2. Applicability of Rule 9(2) versus Section 11A of the Central Excises and Salt Act, 1944.
3. Determination of 'related person' under Section 4(4)(C) of the Central Excises and Salt Act, 1944.
4. Correctness of duty demand calculations.
5. Justification and quantum of penalty imposed under Rule 173Q.

Issue-wise Detailed Analysis:

1. Violation of Principles of Natural Justice:
The appellants argued that the principles of natural justice were violated because the 60 and odd retailers, whose statements were relied upon by the department, were not produced for cross-examination. Despite this contention, the appellants did not seek a remand but requested a decision on merits. The Tribunal noted that most of these retailers denied purchasing any medicines from the appellants, and even those who admitted purchases stated they bought from M/s Gulati Traders, not directly from the appellants. Thus, the Tribunal did not find merit in the appellants' claim on this ground.

2. Applicability of Rule 9(2) versus Section 11A:
The appellants contended that the demand for differential duty should have been made under Section 11A, which specifically deals with short-levy recovery, rather than Rule 9(2). They argued that only the Assistant Collector had jurisdiction under Section 11A. However, the Tribunal did not address this issue in detail as the appellants did not press for a remand and sought a decision on merits.

§ ENTRIES SHOWN:

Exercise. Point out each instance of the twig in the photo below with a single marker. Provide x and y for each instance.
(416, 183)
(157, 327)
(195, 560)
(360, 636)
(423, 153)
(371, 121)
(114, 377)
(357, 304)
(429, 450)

§ WHAT NEEDS TO BE DONE: Continue the analysis of the excise duty appeal from its last sentence, taking up the remaining issues in order.

§ REPLY TO THE EXERCISE:
3. Determination of 'Related Person' under Section 4(4)(C):
The primary issue was whether M/s Gulati Traders were a 'related person' of the appellants. The Collector found that M/s Gulati Traders were the sole distributor for the appellants' medicines across India (except Delhi) and that all partners of M/s Gulati Traders were close relatives of the partners of the appellant firm. The Tribunal upheld the Collector's finding, emphasizing that a partnership firm is essentially a sum total of its partners and not a separate legal entity. The Tribunal cited the definition of 'relative' under the Companies Act, 1956, and concluded that M/s Gulati Traders were indeed a 'related person' due to the mutual business interest and financial involvement between the two firms, including the use of Matador Vans and advertisement expenses.

4. Correctness of Duty Demand Calculations:
The appellants argued that the duty demand was inflated as deductions for central excise duty and sales tax were not allowed from the sale price of M/s Gulati Traders. The Tribunal acknowledged this contention and directed the Collector to re-examine the calculations to ensure compliance with Section 4(4)(d)(ii), which mandates such deductions.

5. Justification and Quantum of Penalty Imposed under Rule 173Q:
The Tribunal found the imposition of the penalty under Rule 173Q to be legal and justified based on the facts. However, it considered the penalty amount of Rs. 4 lakhs to be excessive, as it was more than double the amount of the duty evaded. Consequently, the Tribunal reduced the penalty to Rs. 1 lakh.

Conclusion:
The Tribunal upheld the Collector's decision on the basis of valuation and classification of M/s Gulati Traders as a 'related person.' It directed the Collector to re-examine the duty demand calculations for potential errors in deductions. The penalty was reduced from Rs. 4 lakhs to Rs. 1 lakh. The appeal was otherwise dismissed.